**Exercise**
Can you rewrite every line of all the items below, requests included, with each x and y coordinate in the answers multiplied by 0.6 and rounded to a whole number, halves rounding up?

**Recorded information**
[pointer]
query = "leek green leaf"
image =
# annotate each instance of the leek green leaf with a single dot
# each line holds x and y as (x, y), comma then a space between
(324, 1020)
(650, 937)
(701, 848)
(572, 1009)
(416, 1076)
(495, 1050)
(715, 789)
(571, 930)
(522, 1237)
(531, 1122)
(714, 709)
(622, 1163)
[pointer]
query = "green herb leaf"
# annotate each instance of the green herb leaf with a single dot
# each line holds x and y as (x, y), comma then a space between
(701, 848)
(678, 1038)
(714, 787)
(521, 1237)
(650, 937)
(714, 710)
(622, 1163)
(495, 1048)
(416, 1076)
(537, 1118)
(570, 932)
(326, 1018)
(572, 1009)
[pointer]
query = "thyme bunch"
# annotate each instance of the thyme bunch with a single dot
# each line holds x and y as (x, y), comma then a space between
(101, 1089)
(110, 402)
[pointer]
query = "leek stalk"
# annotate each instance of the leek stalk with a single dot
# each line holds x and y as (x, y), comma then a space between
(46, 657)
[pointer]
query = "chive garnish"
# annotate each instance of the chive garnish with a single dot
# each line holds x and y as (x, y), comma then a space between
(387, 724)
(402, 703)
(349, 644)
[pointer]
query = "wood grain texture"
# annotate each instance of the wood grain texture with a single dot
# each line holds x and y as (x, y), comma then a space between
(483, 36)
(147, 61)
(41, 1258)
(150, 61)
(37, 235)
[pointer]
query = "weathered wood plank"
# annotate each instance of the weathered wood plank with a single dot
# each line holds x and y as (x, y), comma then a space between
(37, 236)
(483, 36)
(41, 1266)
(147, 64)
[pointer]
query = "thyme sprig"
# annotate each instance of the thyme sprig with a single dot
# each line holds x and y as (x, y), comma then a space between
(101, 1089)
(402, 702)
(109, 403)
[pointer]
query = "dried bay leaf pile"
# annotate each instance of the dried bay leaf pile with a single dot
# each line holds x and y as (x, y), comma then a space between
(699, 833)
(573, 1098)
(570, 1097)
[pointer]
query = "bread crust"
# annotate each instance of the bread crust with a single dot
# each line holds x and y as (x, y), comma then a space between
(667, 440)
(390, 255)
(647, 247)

**Exercise answer**
[pointer]
query = "leek green leaf"
image =
# annotate each instance of the leek green leaf with a single dot
# each line holds x and y as (x, y), comma then a space between
(194, 612)
(390, 562)
(421, 509)
(343, 605)
(250, 646)
(297, 630)
(429, 473)
(343, 558)
(313, 742)
(319, 673)
(428, 425)
(373, 698)
[pointer]
query = "green herb leaf"
# annotate each instance of the green herb leaf with a single dot
# each line holds x and y as (x, y), comma then a space between
(421, 509)
(407, 623)
(428, 472)
(313, 742)
(390, 562)
(428, 426)
(373, 698)
(297, 629)
(250, 646)
(322, 671)
(342, 559)
(196, 611)
(343, 605)
[pointer]
query = "thyme bunch"
# annotate each instance of the thyme bunch with a single dot
# each line holds x and y as (x, y), comma then a space between
(61, 653)
(66, 241)
[pointer]
query = "leek stalk"
# annotate each instance of the leek stalk with a single dot
# each line holds x and y as (x, y), comma then a space between
(28, 394)
[pointer]
query = "chive garnish"
# annotate each instance of the chive garnish with a single dot
# each line holds x and y as (x, y), comma then a space between
(232, 434)
(241, 422)
(209, 386)
[pointer]
query = "wood grain texture"
# annotate each instance of the wood grain texture with a single dot
# each line holds x and y as (x, y), comma then a space between
(290, 22)
(88, 37)
(25, 755)
(90, 37)
(22, 141)
[pointer]
query = "weathered wood plank"
# annotate each instance of the weathered wood plank with a single dot
# each line holds x and y as (x, y), comma then a space between
(22, 142)
(290, 22)
(25, 760)
(88, 38)
[pointer]
query = "thyme sprig"
# annotate each instance of the thyme sprig with a single dot
# each line holds x and y as (x, y), comma then a space between
(61, 653)
(241, 421)
(65, 242)
[pointer]
query = "dried bay leaf pile"
# annotate each instance of the dried bay leaf pile with a single dot
# each line holds x and y as (x, y), comma then a space between
(419, 500)
(344, 659)
(342, 658)
[pointer]
query = "bread crust"
# annotate each instance of the bread crust with a single dot
# each line holds x and y as (x, y), comma then a space between
(400, 264)
(234, 153)
(388, 148)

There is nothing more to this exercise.